* 提供データ
********

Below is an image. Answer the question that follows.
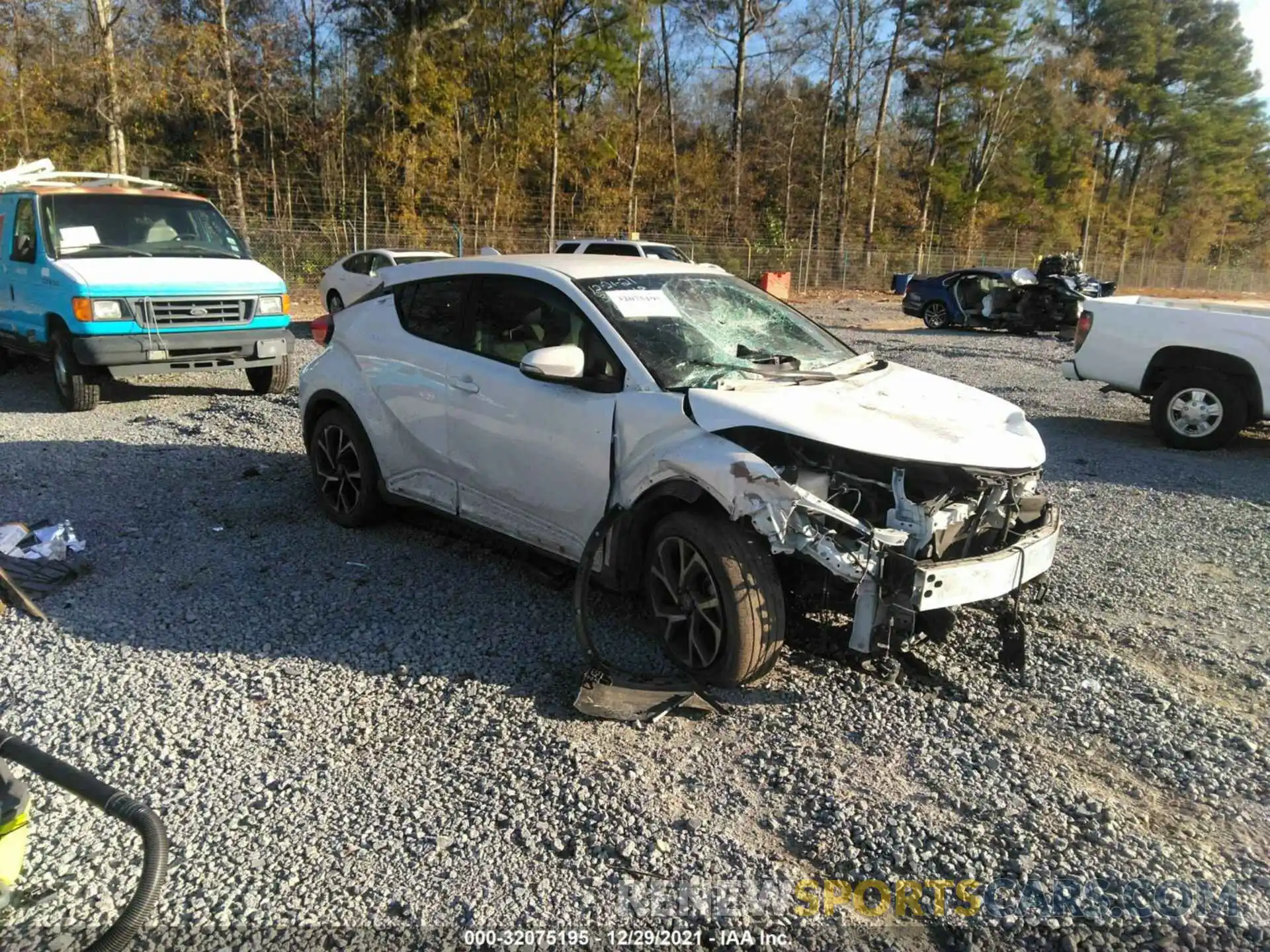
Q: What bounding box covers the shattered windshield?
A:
[578,274,856,389]
[42,189,247,258]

********

* 課題
上にあるすべての項目の行を、空行を除いて番号付きリストにしてください。画像は答えに入れないでください。

* 解答
1. Below is an image. Answer the question that follows.
2. Q: What bounding box covers the shattered windshield?
3. A:
4. [578,274,856,389]
5. [42,189,247,258]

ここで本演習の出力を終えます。